__WHAT TO WORK ON__. Copy all of the records below verbatim.
===== EXTRACTED DATA =====
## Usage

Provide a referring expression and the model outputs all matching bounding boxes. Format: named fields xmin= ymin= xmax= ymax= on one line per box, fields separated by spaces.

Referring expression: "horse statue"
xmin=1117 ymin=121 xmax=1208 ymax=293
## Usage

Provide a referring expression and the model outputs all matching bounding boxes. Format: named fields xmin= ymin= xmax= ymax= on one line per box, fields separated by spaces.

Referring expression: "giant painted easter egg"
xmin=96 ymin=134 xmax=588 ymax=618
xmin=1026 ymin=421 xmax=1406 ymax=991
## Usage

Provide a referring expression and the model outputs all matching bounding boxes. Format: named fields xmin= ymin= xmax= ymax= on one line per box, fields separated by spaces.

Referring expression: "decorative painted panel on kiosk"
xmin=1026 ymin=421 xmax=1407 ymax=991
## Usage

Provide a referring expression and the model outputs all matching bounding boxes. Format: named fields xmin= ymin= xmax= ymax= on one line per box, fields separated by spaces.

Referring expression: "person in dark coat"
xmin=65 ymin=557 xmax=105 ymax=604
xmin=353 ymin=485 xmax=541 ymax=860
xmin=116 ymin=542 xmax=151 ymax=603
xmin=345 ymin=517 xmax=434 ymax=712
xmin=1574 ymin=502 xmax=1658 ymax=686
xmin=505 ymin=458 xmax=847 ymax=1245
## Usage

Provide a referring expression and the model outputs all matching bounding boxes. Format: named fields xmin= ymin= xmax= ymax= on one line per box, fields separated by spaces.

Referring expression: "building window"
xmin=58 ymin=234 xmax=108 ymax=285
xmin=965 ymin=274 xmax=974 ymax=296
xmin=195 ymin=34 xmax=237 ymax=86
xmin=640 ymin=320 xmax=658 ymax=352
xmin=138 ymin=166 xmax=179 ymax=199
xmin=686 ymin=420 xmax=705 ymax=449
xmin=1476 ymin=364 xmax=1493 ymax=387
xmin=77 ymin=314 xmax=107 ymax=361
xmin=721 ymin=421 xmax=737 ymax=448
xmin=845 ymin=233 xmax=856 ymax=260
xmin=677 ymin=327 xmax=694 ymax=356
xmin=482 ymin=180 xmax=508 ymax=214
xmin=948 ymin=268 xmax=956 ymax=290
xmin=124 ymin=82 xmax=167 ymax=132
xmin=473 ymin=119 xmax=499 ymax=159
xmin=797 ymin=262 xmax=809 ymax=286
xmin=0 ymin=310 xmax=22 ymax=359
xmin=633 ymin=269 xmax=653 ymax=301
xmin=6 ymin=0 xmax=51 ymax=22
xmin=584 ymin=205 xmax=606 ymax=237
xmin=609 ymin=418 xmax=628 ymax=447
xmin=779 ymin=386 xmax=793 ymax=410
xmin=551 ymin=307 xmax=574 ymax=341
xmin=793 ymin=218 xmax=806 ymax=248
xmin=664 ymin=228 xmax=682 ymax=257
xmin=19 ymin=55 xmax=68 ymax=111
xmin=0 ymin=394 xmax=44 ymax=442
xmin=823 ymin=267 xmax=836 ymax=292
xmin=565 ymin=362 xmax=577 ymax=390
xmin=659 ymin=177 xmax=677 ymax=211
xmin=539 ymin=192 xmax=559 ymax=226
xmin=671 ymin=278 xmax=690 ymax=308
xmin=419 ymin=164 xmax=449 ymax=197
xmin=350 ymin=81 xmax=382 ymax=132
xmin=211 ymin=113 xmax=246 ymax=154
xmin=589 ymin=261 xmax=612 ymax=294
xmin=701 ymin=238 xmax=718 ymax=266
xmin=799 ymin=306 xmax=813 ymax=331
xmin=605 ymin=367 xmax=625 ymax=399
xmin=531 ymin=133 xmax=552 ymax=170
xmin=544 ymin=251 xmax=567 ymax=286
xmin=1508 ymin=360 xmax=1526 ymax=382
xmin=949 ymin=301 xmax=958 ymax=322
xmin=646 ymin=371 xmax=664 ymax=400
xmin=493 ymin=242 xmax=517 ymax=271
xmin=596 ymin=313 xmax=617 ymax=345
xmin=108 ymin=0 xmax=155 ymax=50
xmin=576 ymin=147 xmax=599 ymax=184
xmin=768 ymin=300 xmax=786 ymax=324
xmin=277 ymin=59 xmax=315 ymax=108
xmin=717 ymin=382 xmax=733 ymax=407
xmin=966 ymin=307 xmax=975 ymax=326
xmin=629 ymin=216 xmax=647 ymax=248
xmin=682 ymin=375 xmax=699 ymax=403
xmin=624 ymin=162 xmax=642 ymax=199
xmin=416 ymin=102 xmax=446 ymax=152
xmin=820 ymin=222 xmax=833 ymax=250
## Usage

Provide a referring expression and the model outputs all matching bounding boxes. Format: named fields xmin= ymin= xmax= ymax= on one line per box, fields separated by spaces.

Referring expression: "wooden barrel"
=====
__REPLY__.
## Usage

Provide a referring expression and the model outputs all matching bounding boxes. Format: named fields xmin= ymin= xmax= ymax= on one line per box, fields separated by spaces.

Referring expression: "horse statue"
xmin=1117 ymin=121 xmax=1208 ymax=293
## Usage

Provide a referring expression and the model outputs all matching bounding boxes. Format: named fields xmin= ymin= xmax= ymax= on one line per box, fields separated by spaces.

Referring expression: "giant painted easter egg"
xmin=96 ymin=134 xmax=588 ymax=618
xmin=1026 ymin=421 xmax=1406 ymax=991
## Usage

Provide a referring expression and the model outputs all matching bounding boxes. Format: named fields xmin= ymin= xmax= ymax= on one line per box, fields separated by spaces.

Referring expression: "decorative painted panel on kiosk"
xmin=1026 ymin=421 xmax=1407 ymax=991
## Usage

Provide a referring expression and the model outputs all matching bounding boxes. Format: named fields xmin= ymin= xmax= ymax= on one line per box, fields separated by spaces.

Referring expression: "person in dark coat"
xmin=65 ymin=557 xmax=105 ymax=604
xmin=353 ymin=485 xmax=541 ymax=860
xmin=116 ymin=542 xmax=151 ymax=603
xmin=345 ymin=517 xmax=434 ymax=712
xmin=1574 ymin=502 xmax=1658 ymax=686
xmin=505 ymin=458 xmax=847 ymax=1245
## Usage

Provide a referring expression and the model outputs all matching bounding boxes. Format: named fields xmin= ymin= xmax= ymax= on one line per box, fields separated by spaces.

Referring expression: "building window"
xmin=58 ymin=234 xmax=108 ymax=285
xmin=965 ymin=274 xmax=974 ymax=296
xmin=195 ymin=34 xmax=237 ymax=86
xmin=640 ymin=320 xmax=658 ymax=352
xmin=138 ymin=166 xmax=179 ymax=199
xmin=686 ymin=420 xmax=705 ymax=449
xmin=1476 ymin=364 xmax=1493 ymax=387
xmin=77 ymin=314 xmax=107 ymax=361
xmin=721 ymin=421 xmax=737 ymax=448
xmin=845 ymin=233 xmax=856 ymax=260
xmin=677 ymin=327 xmax=694 ymax=356
xmin=482 ymin=180 xmax=508 ymax=214
xmin=948 ymin=268 xmax=956 ymax=290
xmin=124 ymin=82 xmax=167 ymax=132
xmin=473 ymin=119 xmax=499 ymax=159
xmin=797 ymin=262 xmax=809 ymax=286
xmin=0 ymin=310 xmax=22 ymax=359
xmin=633 ymin=269 xmax=653 ymax=301
xmin=6 ymin=0 xmax=51 ymax=22
xmin=584 ymin=205 xmax=606 ymax=237
xmin=609 ymin=418 xmax=628 ymax=447
xmin=779 ymin=386 xmax=793 ymax=410
xmin=551 ymin=307 xmax=574 ymax=341
xmin=793 ymin=218 xmax=806 ymax=248
xmin=664 ymin=228 xmax=682 ymax=257
xmin=19 ymin=55 xmax=68 ymax=111
xmin=0 ymin=394 xmax=44 ymax=442
xmin=823 ymin=267 xmax=836 ymax=292
xmin=565 ymin=362 xmax=577 ymax=390
xmin=659 ymin=177 xmax=677 ymax=211
xmin=539 ymin=192 xmax=559 ymax=226
xmin=671 ymin=278 xmax=690 ymax=308
xmin=419 ymin=164 xmax=449 ymax=197
xmin=350 ymin=81 xmax=382 ymax=132
xmin=211 ymin=113 xmax=246 ymax=154
xmin=589 ymin=261 xmax=612 ymax=294
xmin=701 ymin=238 xmax=718 ymax=266
xmin=799 ymin=306 xmax=813 ymax=331
xmin=605 ymin=367 xmax=625 ymax=399
xmin=531 ymin=133 xmax=552 ymax=170
xmin=544 ymin=251 xmax=567 ymax=286
xmin=1508 ymin=360 xmax=1526 ymax=382
xmin=949 ymin=301 xmax=958 ymax=322
xmin=646 ymin=371 xmax=664 ymax=400
xmin=493 ymin=242 xmax=517 ymax=271
xmin=596 ymin=313 xmax=617 ymax=345
xmin=108 ymin=0 xmax=155 ymax=50
xmin=576 ymin=147 xmax=599 ymax=184
xmin=768 ymin=300 xmax=786 ymax=324
xmin=277 ymin=59 xmax=315 ymax=108
xmin=717 ymin=382 xmax=733 ymax=407
xmin=966 ymin=307 xmax=975 ymax=326
xmin=629 ymin=216 xmax=647 ymax=248
xmin=682 ymin=375 xmax=699 ymax=403
xmin=624 ymin=162 xmax=642 ymax=199
xmin=416 ymin=102 xmax=446 ymax=152
xmin=820 ymin=222 xmax=833 ymax=250
## Usage

Provide a referring expression and the model outputs all matching bounding boxes. Format: named fields xmin= ymin= xmax= ymax= on one line per box, fields separated by spaces.

Referring expression: "wooden barrel"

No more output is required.